◆ WHAT TO PRODUCE: Reproduce all entries precisely as they are written.

◆ DATA FOR THIS TASK:
┏━━
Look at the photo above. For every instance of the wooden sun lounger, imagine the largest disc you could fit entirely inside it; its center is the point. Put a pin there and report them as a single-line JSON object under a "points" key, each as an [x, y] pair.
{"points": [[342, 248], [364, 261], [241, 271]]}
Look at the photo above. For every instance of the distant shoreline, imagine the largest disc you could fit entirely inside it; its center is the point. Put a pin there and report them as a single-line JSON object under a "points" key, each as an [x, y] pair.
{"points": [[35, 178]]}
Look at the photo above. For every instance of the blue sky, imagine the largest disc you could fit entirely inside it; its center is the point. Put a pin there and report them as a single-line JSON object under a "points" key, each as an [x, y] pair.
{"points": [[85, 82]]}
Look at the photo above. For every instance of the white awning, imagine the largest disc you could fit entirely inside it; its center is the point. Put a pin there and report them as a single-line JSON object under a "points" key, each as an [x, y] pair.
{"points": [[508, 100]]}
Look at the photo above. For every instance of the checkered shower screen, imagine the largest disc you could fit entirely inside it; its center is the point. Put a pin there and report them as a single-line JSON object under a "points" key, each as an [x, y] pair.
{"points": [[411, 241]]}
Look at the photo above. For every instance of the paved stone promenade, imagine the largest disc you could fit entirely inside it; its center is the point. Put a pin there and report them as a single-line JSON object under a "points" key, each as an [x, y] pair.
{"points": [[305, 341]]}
┗━━
◆ TASK ANSWER:
Look at the photo above. For every instance of the wooden sun lounger, imagine the largest disc you could fit entirely inside it; its center is the point. Put a pin there and report them as a single-line JSON object under a "points" key, each as an [x, y] pair.
{"points": [[342, 248], [364, 261], [241, 271]]}
Look at the photo above. For every instance of the distant shoreline, imagine the largest disc you could fit entirely inside it; its center is the point. Put a pin there and report them as a single-line JSON object under a "points" key, each as an [x, y] pair.
{"points": [[35, 178]]}
Look at the photo above. For every instance of the blue sky, imagine the largest disc you could fit entirely inside it; its center is the point. Put a pin there and report them as a single-line JSON object under a "points" key, each as an [x, y] pair.
{"points": [[85, 82]]}
Look at the photo above. For every instance of the white awning, imagine the largest disc you could fit entirely inside it; its center is the point. Put a pin there and report them as a single-line JSON object under a "points" key, each as an [x, y] pair.
{"points": [[508, 100]]}
Look at the photo above. For every instance of the checkered shower screen, imagine the largest disc you could fit entirely inside it; its center is the point. Put a pin there and report them as a single-line JSON object under a "points" key, each as an [x, y] pair.
{"points": [[411, 241]]}
Look at the photo above. For every instance of the paved stone promenade, imagine the largest disc you could fit entirely inside it; its center is the point. Put a pin there and report them as a single-line JSON object under a "points" key, each as an [x, y] pair.
{"points": [[305, 341]]}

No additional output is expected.